WORK TO BE COMPLETED:
Nothing beyond the line containing "butterfly hindwing, each" is to be printed; print exactly each line from the start of the records below through that line, leaving out pictures.

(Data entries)
★ ★ ★ ★ ★ ★ ★
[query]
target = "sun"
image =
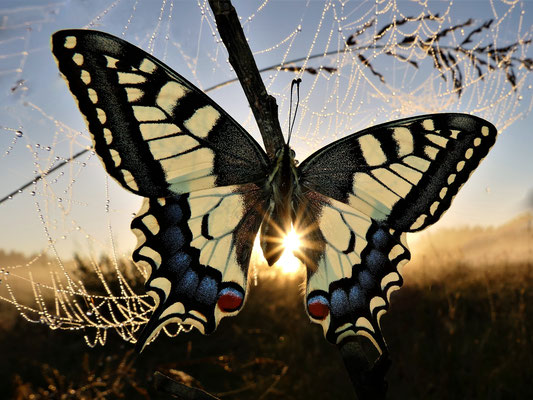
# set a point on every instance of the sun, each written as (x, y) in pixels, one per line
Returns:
(288, 263)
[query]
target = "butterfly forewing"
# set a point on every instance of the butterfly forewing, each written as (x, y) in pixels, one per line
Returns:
(156, 133)
(405, 172)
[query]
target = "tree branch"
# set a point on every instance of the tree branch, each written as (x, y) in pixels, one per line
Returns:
(264, 106)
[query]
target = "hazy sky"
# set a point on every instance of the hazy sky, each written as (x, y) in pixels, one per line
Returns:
(72, 212)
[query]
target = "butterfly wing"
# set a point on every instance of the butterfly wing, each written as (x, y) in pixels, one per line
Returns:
(200, 171)
(357, 263)
(155, 132)
(367, 190)
(406, 172)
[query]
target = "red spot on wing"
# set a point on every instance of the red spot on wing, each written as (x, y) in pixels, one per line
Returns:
(317, 309)
(230, 300)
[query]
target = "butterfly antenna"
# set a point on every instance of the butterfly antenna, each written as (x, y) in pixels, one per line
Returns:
(291, 122)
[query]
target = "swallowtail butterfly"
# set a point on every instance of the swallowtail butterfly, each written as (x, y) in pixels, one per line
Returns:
(209, 188)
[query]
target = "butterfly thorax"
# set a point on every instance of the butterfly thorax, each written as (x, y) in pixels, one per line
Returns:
(281, 183)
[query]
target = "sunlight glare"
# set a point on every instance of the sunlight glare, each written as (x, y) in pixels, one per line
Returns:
(288, 263)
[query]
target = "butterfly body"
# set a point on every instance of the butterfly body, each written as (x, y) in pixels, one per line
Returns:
(209, 189)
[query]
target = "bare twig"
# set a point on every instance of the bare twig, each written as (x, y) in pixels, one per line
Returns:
(167, 385)
(264, 106)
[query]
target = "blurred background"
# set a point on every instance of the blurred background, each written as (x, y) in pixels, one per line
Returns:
(459, 328)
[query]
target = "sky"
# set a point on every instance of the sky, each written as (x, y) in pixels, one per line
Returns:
(81, 210)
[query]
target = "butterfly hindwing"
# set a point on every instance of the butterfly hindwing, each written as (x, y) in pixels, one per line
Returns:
(197, 248)
(404, 173)
(156, 133)
(357, 269)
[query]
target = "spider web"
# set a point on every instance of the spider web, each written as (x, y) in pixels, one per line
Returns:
(362, 63)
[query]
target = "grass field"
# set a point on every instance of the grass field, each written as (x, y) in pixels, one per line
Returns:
(455, 331)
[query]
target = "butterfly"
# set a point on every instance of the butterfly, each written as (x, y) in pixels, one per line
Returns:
(209, 189)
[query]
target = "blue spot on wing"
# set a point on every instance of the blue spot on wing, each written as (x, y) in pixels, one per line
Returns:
(376, 262)
(172, 239)
(188, 283)
(339, 303)
(207, 291)
(356, 297)
(366, 280)
(179, 263)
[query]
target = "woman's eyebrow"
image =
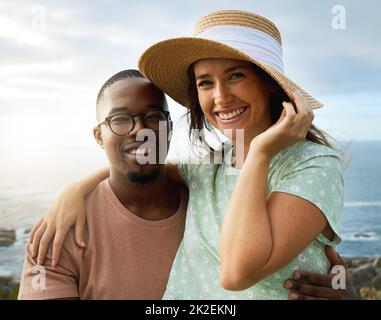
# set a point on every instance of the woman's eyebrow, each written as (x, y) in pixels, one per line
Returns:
(236, 67)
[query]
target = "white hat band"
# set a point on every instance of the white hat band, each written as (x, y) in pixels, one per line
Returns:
(255, 43)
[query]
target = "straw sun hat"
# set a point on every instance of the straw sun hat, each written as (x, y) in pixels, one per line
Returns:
(228, 34)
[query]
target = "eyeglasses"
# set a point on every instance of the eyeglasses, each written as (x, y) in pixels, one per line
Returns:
(122, 124)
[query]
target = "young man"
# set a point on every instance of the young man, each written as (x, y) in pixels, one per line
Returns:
(135, 219)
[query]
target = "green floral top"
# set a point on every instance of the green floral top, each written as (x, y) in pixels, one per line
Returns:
(308, 170)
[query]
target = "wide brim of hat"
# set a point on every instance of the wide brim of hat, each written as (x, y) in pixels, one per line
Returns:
(166, 65)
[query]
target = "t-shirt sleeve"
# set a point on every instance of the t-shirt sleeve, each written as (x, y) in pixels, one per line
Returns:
(317, 178)
(43, 282)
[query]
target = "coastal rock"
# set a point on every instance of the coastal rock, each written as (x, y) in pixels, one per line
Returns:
(7, 237)
(375, 282)
(377, 262)
(363, 275)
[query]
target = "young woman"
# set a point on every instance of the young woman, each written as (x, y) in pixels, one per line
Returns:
(275, 201)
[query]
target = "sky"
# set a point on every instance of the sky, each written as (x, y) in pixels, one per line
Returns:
(55, 55)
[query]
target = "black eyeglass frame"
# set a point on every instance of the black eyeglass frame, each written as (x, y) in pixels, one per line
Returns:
(132, 116)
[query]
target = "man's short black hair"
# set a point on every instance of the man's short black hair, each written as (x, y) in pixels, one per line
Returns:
(130, 73)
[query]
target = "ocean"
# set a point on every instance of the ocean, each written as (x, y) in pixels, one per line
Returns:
(30, 179)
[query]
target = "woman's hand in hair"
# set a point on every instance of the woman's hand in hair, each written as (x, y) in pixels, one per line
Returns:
(292, 127)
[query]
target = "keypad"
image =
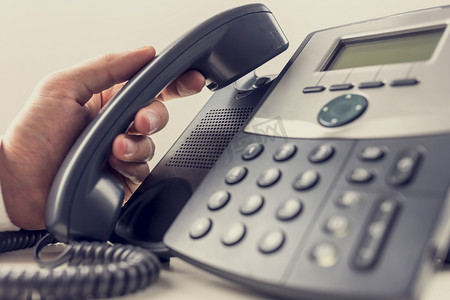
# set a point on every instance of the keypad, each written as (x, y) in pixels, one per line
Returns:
(306, 180)
(269, 177)
(295, 173)
(272, 241)
(289, 209)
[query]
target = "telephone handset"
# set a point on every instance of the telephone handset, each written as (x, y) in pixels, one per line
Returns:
(85, 200)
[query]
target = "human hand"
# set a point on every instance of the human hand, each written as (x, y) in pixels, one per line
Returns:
(59, 109)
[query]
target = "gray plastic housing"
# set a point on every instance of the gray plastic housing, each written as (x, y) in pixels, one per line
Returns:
(85, 199)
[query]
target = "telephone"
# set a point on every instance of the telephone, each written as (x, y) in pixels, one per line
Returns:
(328, 181)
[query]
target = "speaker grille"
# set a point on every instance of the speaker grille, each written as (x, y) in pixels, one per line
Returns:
(208, 140)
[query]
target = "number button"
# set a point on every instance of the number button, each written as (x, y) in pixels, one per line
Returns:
(361, 175)
(269, 177)
(200, 228)
(325, 254)
(234, 234)
(252, 151)
(272, 241)
(218, 200)
(285, 152)
(290, 209)
(252, 205)
(306, 180)
(236, 174)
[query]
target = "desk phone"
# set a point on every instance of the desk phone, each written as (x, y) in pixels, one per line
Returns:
(337, 185)
(328, 181)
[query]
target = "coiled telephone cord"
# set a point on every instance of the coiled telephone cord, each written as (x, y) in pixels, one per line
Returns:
(94, 269)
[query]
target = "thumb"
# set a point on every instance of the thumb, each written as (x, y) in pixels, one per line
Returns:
(82, 81)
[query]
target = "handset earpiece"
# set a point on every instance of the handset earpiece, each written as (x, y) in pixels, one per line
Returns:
(85, 198)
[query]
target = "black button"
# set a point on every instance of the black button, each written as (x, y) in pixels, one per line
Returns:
(290, 209)
(269, 177)
(376, 233)
(306, 180)
(252, 151)
(341, 87)
(272, 241)
(313, 89)
(404, 82)
(234, 234)
(218, 200)
(342, 110)
(371, 84)
(285, 152)
(321, 153)
(236, 174)
(200, 228)
(361, 175)
(252, 204)
(371, 153)
(405, 167)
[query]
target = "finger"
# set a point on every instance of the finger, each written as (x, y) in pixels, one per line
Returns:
(133, 148)
(187, 84)
(83, 81)
(150, 119)
(135, 172)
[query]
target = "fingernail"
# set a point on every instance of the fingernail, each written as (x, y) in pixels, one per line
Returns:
(130, 147)
(153, 120)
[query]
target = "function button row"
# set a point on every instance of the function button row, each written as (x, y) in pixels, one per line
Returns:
(371, 84)
(376, 232)
(341, 87)
(362, 85)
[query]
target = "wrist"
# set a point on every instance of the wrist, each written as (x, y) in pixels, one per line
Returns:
(5, 220)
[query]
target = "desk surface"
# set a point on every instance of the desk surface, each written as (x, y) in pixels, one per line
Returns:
(180, 280)
(39, 37)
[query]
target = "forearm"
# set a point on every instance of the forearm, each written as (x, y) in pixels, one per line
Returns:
(5, 222)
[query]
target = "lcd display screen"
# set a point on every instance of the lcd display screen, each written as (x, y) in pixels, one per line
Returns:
(390, 49)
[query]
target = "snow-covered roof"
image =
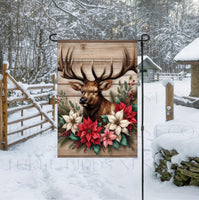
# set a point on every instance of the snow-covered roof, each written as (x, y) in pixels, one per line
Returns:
(189, 53)
(148, 58)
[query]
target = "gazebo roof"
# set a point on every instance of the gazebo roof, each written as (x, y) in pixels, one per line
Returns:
(189, 54)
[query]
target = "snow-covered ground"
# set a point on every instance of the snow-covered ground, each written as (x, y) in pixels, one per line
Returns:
(31, 170)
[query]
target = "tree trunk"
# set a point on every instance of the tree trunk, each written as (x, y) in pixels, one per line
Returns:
(195, 80)
(1, 59)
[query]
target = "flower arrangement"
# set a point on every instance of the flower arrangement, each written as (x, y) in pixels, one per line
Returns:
(114, 130)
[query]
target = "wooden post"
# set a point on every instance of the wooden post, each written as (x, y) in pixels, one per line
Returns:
(169, 102)
(53, 100)
(5, 114)
(41, 107)
(1, 116)
(22, 120)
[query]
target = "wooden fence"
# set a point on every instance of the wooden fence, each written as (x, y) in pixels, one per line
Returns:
(173, 76)
(25, 110)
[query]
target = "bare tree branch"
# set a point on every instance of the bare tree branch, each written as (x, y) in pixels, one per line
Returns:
(66, 11)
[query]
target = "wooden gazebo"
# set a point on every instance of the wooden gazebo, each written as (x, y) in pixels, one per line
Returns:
(190, 55)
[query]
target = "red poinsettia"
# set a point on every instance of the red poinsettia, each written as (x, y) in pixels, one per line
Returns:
(128, 114)
(89, 132)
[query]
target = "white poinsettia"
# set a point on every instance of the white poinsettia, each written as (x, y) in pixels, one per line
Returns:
(72, 120)
(118, 124)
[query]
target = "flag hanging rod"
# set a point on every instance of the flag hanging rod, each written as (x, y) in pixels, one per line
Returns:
(144, 38)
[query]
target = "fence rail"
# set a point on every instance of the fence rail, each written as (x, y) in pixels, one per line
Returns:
(161, 76)
(21, 118)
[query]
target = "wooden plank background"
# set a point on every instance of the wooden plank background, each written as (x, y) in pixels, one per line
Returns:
(101, 54)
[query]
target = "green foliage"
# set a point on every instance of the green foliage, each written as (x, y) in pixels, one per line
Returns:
(73, 137)
(123, 141)
(116, 144)
(104, 119)
(96, 148)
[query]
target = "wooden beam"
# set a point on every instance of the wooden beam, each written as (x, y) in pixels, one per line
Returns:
(32, 101)
(169, 102)
(31, 136)
(27, 127)
(53, 99)
(11, 110)
(5, 113)
(1, 115)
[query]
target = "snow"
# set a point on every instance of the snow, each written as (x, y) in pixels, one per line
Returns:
(6, 63)
(189, 53)
(166, 81)
(31, 170)
(147, 57)
(185, 144)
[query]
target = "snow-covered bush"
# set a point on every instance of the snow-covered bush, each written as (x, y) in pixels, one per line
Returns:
(176, 158)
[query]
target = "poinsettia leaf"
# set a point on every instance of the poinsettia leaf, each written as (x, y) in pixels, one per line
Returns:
(71, 104)
(123, 141)
(73, 137)
(118, 101)
(134, 107)
(63, 141)
(116, 144)
(104, 118)
(62, 121)
(96, 148)
(125, 85)
(99, 123)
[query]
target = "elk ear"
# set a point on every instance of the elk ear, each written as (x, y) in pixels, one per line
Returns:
(76, 86)
(105, 85)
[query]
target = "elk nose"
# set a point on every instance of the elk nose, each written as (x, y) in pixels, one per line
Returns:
(83, 100)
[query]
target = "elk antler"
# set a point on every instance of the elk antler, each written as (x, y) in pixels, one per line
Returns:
(126, 66)
(66, 67)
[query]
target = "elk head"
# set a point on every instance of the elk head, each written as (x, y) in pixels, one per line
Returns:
(92, 99)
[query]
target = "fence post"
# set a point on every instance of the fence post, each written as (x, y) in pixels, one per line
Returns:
(53, 99)
(169, 102)
(1, 115)
(5, 114)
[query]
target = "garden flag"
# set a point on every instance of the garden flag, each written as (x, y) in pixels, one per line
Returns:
(97, 98)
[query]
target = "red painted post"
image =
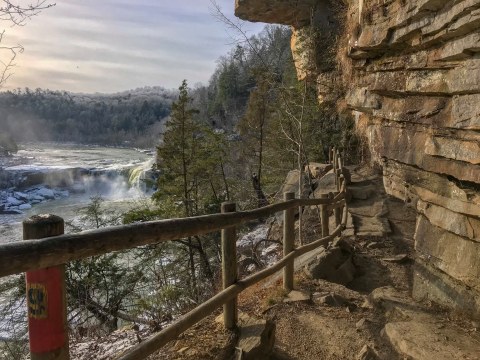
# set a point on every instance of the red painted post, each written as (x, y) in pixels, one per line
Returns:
(46, 297)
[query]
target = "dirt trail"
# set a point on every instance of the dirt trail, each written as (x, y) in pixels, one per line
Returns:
(371, 317)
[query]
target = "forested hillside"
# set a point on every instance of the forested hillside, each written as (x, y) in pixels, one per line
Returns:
(123, 118)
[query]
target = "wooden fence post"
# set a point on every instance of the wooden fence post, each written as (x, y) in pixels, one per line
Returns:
(288, 241)
(341, 182)
(46, 297)
(324, 216)
(229, 267)
(337, 212)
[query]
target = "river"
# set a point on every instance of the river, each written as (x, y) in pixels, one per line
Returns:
(115, 174)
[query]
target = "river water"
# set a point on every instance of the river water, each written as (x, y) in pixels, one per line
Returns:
(112, 173)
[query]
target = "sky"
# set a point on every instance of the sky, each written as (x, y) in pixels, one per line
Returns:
(113, 45)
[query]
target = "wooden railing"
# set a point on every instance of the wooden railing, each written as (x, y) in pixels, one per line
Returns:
(42, 252)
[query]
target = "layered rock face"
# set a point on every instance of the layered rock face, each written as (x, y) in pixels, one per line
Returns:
(411, 74)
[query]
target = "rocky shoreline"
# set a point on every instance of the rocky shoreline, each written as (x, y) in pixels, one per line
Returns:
(14, 202)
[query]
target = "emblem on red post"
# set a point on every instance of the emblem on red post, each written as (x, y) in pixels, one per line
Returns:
(37, 300)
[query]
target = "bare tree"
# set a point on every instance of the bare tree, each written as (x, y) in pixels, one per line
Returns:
(15, 14)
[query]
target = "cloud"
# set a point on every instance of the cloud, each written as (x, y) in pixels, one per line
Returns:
(112, 45)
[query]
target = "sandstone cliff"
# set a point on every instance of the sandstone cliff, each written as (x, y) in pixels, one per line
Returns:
(409, 72)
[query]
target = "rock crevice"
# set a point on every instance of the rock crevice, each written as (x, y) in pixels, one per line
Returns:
(411, 71)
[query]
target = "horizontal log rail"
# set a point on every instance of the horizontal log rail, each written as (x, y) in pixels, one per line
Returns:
(28, 255)
(51, 251)
(149, 346)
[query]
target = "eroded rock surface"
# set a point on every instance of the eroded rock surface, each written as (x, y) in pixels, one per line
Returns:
(411, 80)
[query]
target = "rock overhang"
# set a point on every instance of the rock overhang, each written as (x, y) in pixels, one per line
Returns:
(286, 12)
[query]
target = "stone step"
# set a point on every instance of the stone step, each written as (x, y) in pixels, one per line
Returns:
(257, 337)
(424, 340)
(371, 226)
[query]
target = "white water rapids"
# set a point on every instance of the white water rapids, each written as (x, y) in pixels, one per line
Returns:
(74, 173)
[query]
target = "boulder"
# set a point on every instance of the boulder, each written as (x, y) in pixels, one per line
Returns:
(334, 265)
(428, 340)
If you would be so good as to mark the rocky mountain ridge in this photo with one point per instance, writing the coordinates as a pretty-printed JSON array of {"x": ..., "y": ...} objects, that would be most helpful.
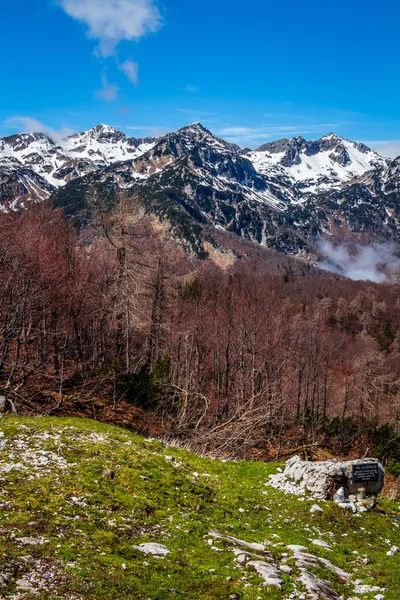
[{"x": 284, "y": 195}]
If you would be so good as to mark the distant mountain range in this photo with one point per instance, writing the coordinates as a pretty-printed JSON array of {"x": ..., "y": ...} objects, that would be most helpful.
[{"x": 284, "y": 195}]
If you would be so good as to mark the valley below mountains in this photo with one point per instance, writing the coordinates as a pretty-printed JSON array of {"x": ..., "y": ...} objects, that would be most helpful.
[{"x": 286, "y": 195}]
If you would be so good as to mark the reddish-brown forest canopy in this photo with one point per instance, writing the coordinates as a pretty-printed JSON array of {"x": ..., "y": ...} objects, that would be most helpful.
[{"x": 221, "y": 355}]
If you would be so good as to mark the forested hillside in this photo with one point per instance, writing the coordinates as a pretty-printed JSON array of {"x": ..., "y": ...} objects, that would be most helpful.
[{"x": 229, "y": 353}]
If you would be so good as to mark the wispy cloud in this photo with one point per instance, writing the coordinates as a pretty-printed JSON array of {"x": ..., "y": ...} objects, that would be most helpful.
[
  {"x": 112, "y": 21},
  {"x": 130, "y": 69},
  {"x": 363, "y": 263},
  {"x": 389, "y": 148},
  {"x": 148, "y": 130},
  {"x": 251, "y": 136},
  {"x": 193, "y": 111},
  {"x": 28, "y": 124},
  {"x": 192, "y": 89},
  {"x": 109, "y": 91}
]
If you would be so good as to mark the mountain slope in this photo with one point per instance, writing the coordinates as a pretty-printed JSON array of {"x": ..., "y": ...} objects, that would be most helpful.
[
  {"x": 80, "y": 500},
  {"x": 312, "y": 166},
  {"x": 58, "y": 162},
  {"x": 284, "y": 195}
]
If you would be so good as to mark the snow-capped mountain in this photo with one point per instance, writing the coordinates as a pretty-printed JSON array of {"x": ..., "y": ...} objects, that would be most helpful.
[{"x": 316, "y": 165}]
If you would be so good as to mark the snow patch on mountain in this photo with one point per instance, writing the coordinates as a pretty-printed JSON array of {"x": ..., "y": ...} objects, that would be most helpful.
[{"x": 315, "y": 165}]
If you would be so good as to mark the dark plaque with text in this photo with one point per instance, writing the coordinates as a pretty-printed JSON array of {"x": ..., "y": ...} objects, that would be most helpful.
[{"x": 365, "y": 472}]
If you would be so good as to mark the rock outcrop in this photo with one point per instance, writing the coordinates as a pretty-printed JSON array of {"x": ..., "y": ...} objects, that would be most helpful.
[{"x": 323, "y": 479}]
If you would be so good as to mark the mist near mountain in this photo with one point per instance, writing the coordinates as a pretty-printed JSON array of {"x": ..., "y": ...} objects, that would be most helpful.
[{"x": 361, "y": 263}]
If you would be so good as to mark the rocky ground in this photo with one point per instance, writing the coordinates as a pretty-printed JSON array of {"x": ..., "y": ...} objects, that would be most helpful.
[{"x": 92, "y": 511}]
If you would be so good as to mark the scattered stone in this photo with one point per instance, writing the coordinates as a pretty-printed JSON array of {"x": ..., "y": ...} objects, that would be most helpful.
[
  {"x": 269, "y": 572},
  {"x": 26, "y": 586},
  {"x": 322, "y": 544},
  {"x": 152, "y": 548},
  {"x": 108, "y": 474},
  {"x": 238, "y": 542},
  {"x": 285, "y": 569},
  {"x": 317, "y": 589},
  {"x": 32, "y": 541},
  {"x": 321, "y": 479}
]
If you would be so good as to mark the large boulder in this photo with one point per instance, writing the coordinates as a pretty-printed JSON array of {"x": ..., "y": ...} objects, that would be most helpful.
[{"x": 323, "y": 479}]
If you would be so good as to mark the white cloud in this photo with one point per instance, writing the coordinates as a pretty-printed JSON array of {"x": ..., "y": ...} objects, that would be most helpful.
[
  {"x": 112, "y": 21},
  {"x": 108, "y": 92},
  {"x": 130, "y": 69},
  {"x": 360, "y": 262},
  {"x": 27, "y": 124},
  {"x": 192, "y": 89},
  {"x": 389, "y": 148},
  {"x": 148, "y": 130},
  {"x": 252, "y": 136}
]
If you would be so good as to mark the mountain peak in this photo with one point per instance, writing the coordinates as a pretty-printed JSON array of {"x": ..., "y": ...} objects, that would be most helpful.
[{"x": 195, "y": 127}]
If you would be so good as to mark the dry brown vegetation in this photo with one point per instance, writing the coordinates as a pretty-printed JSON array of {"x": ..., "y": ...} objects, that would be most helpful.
[{"x": 248, "y": 360}]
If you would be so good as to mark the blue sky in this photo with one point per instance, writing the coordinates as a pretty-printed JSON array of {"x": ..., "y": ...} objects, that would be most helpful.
[{"x": 251, "y": 71}]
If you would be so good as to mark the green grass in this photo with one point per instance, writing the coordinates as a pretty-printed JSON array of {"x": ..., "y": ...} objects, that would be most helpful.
[{"x": 91, "y": 523}]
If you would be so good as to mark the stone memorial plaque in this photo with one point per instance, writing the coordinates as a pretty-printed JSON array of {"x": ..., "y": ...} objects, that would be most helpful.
[{"x": 365, "y": 472}]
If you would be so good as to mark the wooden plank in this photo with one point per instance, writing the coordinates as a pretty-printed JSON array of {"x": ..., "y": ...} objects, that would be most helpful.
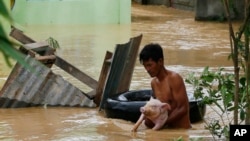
[
  {"x": 129, "y": 64},
  {"x": 75, "y": 72},
  {"x": 19, "y": 36},
  {"x": 118, "y": 68},
  {"x": 103, "y": 77},
  {"x": 24, "y": 89}
]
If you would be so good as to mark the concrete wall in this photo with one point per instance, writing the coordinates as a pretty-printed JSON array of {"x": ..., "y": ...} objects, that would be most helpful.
[
  {"x": 214, "y": 10},
  {"x": 72, "y": 11},
  {"x": 204, "y": 9}
]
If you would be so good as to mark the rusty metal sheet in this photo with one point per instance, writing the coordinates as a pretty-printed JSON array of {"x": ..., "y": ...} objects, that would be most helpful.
[{"x": 41, "y": 87}]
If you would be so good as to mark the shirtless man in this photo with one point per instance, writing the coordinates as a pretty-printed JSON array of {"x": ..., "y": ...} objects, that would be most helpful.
[{"x": 168, "y": 86}]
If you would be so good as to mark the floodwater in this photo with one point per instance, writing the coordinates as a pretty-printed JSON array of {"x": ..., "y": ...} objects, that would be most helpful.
[{"x": 188, "y": 45}]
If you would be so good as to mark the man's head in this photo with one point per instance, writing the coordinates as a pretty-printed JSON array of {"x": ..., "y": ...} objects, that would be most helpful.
[
  {"x": 151, "y": 56},
  {"x": 151, "y": 51}
]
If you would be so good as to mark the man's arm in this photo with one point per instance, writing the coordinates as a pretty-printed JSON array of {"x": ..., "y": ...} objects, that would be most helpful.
[{"x": 180, "y": 99}]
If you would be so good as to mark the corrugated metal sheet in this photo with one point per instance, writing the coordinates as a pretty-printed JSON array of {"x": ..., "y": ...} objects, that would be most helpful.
[{"x": 25, "y": 88}]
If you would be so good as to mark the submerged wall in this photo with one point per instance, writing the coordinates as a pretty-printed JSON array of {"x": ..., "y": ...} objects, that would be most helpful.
[{"x": 72, "y": 11}]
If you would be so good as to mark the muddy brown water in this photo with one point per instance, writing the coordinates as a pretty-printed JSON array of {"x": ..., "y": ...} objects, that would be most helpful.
[{"x": 188, "y": 45}]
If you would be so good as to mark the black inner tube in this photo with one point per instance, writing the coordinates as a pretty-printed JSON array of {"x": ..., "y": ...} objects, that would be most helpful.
[{"x": 127, "y": 106}]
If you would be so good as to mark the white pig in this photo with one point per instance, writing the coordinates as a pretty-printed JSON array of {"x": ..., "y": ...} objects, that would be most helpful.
[{"x": 154, "y": 110}]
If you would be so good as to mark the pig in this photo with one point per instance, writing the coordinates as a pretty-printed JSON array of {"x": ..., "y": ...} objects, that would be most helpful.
[{"x": 154, "y": 110}]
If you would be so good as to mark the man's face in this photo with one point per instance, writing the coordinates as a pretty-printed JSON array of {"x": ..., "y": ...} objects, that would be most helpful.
[{"x": 152, "y": 67}]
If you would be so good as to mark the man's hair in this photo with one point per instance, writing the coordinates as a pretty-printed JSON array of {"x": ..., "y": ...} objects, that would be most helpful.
[{"x": 153, "y": 51}]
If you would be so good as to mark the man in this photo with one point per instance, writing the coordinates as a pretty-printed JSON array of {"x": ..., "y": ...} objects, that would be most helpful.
[{"x": 167, "y": 86}]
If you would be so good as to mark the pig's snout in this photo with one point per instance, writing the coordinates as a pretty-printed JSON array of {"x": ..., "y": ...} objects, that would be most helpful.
[{"x": 142, "y": 109}]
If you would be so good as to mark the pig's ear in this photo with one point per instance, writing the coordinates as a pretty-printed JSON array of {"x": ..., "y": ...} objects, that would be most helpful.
[
  {"x": 166, "y": 106},
  {"x": 151, "y": 97}
]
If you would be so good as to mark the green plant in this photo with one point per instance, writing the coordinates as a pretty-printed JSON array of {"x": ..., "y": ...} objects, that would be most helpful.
[
  {"x": 7, "y": 47},
  {"x": 216, "y": 89}
]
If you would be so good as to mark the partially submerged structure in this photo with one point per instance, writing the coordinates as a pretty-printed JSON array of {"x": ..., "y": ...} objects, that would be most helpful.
[{"x": 41, "y": 86}]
★ ★ ★ ★ ★ ★ ★
SOLVED EXERCISE:
[query]
target = "sun"
image =
# set a point on every instance of the sun, each written as (x, y) in pixels, one per line
Returns:
(288, 263)
[query]
target = "butterfly forewing"
# set a point on every instance of the butterfly forewing, each written as (x, y) in pixels, one per line
Returns:
(156, 133)
(405, 172)
[query]
target = "tree branch"
# set a point on every instance of the tree branch, each written as (x, y) in pixels, one per line
Returns:
(264, 106)
[query]
target = "hazy sky"
# set a point on every instance of the hazy sky, each written as (x, y) in pixels, one per line
Returns:
(72, 212)
[query]
target = "butterfly wing"
# set a point on every instance of the butterfly wing, each written as (x, y) in pixels, one per line
Returns:
(200, 171)
(357, 263)
(155, 132)
(367, 190)
(406, 172)
[query]
target = "red spot on wing"
# set a point on every instance of the red spot on wing, each written as (x, y) in pixels, one per line
Returns:
(317, 309)
(230, 300)
[query]
target = "butterfly antenna"
# set a point on every instance of the butterfly antenna, each written as (x, y) in pixels, one per line
Returns:
(291, 122)
[query]
target = "swallowtail butterfly"
# set a point on every instance of the swallowtail butterfly, each written as (x, y) in pixels, one per line
Returns:
(209, 188)
[query]
target = "butterfly thorax"
# set a point on every instance of the butterfly thorax, each written as (x, y) in pixels, one per line
Returns:
(281, 183)
[query]
target = "sunlight glare"
# set a point on every instance of the sunlight glare, each written as (x, y) in pixels, one per line
Returns:
(288, 263)
[query]
target = "butterfly body"
# set a point on every instance of the butterfly body, each written as (x, y) in pixels, one per line
Returns:
(209, 189)
[query]
target = "bare twig"
# set a point on every instance of the bare twig, each written as (x, y) in pixels, one per line
Returns:
(167, 385)
(264, 106)
[query]
target = "blurred background"
# set a point on every instance of the blurred background, each written as (x, y) in pixels, one per line
Returns:
(459, 328)
[query]
target = "sky"
# set a point on every instance of the sky, each written as (x, y) in pixels, one per line
Returns:
(81, 210)
[query]
target = "butterfly hindwing"
# set a point on every instance of the butterfly hindwing, each written as (x, y) in pixels, one per line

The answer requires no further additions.